TASK REQUIREMENTS: Give an exact copy of every entry.
::::
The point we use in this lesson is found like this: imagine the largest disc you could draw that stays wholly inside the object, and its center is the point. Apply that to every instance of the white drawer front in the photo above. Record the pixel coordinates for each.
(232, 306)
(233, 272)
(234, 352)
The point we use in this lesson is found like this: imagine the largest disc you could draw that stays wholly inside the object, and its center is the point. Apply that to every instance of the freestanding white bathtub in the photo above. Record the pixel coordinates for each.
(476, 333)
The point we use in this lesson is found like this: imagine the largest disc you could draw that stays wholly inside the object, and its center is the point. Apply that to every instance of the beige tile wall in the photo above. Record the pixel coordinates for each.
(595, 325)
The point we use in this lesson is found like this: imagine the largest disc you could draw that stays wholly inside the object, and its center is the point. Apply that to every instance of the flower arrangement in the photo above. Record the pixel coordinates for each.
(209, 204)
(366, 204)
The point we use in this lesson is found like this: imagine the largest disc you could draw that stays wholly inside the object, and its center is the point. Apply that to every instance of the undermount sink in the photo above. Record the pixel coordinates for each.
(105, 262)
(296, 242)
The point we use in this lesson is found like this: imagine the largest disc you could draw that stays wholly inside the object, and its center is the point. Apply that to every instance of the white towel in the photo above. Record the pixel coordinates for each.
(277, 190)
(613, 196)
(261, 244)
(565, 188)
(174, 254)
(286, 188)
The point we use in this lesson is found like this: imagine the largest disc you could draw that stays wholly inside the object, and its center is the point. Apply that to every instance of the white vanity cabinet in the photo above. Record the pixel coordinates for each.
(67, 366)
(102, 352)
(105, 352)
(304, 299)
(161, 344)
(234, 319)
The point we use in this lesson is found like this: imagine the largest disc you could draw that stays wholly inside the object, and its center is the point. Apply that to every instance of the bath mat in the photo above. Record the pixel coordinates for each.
::::
ANSWER SPACE:
The point we use in this lesson is found like this: imagine the largest disc you could draw that stays wholly inside the object, and its center is the point. Apply that to every instance of the white drawer front in the photo above. Record the pixel coordinates for each.
(232, 306)
(233, 272)
(234, 352)
The point we use in this lesson is found like this: imagine the largest disc you could draw that stays wholly inside the object, and its center is the point. Apply that to every instance of the freestanding white bathtub in the photo above. Record the pixel coordinates for each.
(476, 333)
The point we use in this lesson is found like this: imagine the largest disc you could draw that stays wholly inside the object, and its center is the point. Apply that to every instance of the beige tile wall in the photo above. Record the pixel coordinates for each.
(595, 325)
The point we use in this lesson is found like this: imagine the largest disc you could draw that stays wholly inside the object, and its center is the point. Apply that to every instance of the flower arrangement in the photo above. Record the pixel coordinates for each.
(209, 204)
(366, 204)
The point we use in this lesson is found like this: imagine the largest disc you could draw that stays wholly inside the object, and its center is the point. Apply that to every instance of the undermount sink in the photo above. Record the pixel coordinates for each.
(105, 262)
(296, 242)
The point we use in this lesson is found like this: imagine the largest disc you could draw that stays wholly inside the object, and its center is the point. Apply that to every instance of the white towel in the photo above. Record the pixel coordinates for each.
(277, 190)
(613, 196)
(261, 244)
(565, 188)
(174, 254)
(286, 188)
The point we use in this lesson is found like this: imagine the largest disc you could draw that stays wholly inside the object, and its center is the point. Apply that to every instance of the white vanity cabinet in the photo above. Record the pixel coordinates for each.
(67, 366)
(102, 352)
(105, 352)
(304, 299)
(161, 344)
(234, 319)
The point we use in this lesson is found like this: imagine the largest disc you could draw that stays wholly inside the object, and its center is the point. Apply that to every instance of the bath mat in the photo above. Record the pixel coordinates for each.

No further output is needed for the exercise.